Add empty array to Zarr

We can specify space for array data that we will need to write, but have no computed yet with a typical create_array method, where group and array name are specified along with the desired shape and element type.

ashp = a.shape
ndirs = 16

# Icechunk transaction context
with icrepo.transaction("main", 
    message=f"Adding directional roughness output for a tile"
) as icstore:

    outputs = icroot.create_array(
        f"Mean_2017_2022/02C/directional_roughness", 
        shape=(ndirs, ashp[0], ashp[1]), dtype="f4"
    )

    print(icroot.tree())

    # /
    # └── Mean_2017_2022
    #     └── 02C
    #         ├── directional_roughness (16, 89414, 20686) float32
    #         ├── gebco_mask
    #         │   ├── __xarray_dataarray_variable__ (1930, 2558) int8
    #         │   ├── lat (1930,) float64
    #         │   ├── lon (2558,) float64
    #         │   └── spatial_ref () int64
    #         └── input_tif
    #             ├── band () int64
    #             ├── roughness_length (89414, 20686) float32
    #             ├── spatial_ref () int64
    #             ├── x (20686,) float64
    #             └── y (89414,) float64

Fill new Zarr array

Within the same transaction, the new Zarr array is filled incrementally, from a temporary work array.

• • • • • • •

TASK STATEMENT - Please carry the Zarr array walkthrough above forward, starting right after its last sentence.

• • • • • • •

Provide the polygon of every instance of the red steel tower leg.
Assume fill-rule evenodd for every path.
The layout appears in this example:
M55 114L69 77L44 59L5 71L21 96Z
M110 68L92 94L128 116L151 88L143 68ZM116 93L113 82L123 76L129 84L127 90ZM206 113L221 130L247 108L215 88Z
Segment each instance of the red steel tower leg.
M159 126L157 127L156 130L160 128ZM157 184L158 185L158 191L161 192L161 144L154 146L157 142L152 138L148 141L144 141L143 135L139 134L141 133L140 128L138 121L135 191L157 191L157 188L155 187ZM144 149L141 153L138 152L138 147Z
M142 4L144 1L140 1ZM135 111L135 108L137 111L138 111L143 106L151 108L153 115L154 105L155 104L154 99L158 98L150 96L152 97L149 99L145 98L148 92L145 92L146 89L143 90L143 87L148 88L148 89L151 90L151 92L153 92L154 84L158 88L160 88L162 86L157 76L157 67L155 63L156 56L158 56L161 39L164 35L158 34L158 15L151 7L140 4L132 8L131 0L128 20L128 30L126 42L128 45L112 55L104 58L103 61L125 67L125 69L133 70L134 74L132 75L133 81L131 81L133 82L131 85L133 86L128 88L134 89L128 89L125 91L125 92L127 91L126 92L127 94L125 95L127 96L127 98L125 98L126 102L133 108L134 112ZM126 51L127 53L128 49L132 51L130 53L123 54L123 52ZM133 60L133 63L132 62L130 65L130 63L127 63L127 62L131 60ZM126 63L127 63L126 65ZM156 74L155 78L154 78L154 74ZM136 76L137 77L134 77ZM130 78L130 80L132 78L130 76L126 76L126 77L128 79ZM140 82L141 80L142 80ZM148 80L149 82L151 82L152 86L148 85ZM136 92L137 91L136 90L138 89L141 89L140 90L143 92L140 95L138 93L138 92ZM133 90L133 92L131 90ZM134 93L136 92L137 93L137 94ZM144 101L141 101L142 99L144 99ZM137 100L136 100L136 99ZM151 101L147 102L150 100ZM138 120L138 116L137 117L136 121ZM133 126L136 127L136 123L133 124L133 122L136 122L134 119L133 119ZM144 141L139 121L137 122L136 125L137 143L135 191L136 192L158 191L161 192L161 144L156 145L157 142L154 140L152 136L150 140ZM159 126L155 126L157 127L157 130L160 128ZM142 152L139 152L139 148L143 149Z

• • • • • • •

OUTPUT FOR THIS TASK -
# ... still within the current transaction ...
    workget = np.zeros((ashp[0], ashp[1]), dtype=np.float32)
                    
    for di in range(ndirs):
        this_kernel = kerns16[di, :, :]
        t = time.time()
        dir_loop(a, this_kernel, workget)
        t1 = time.time()-t
        print(f"time for idir={di}:", t1, t1/3600.)
        print("quantile", np.quantile(workget, [0.5, 0.99]), flush=True)
        outputs[di, :, :] = workget
        workget[:] = 0.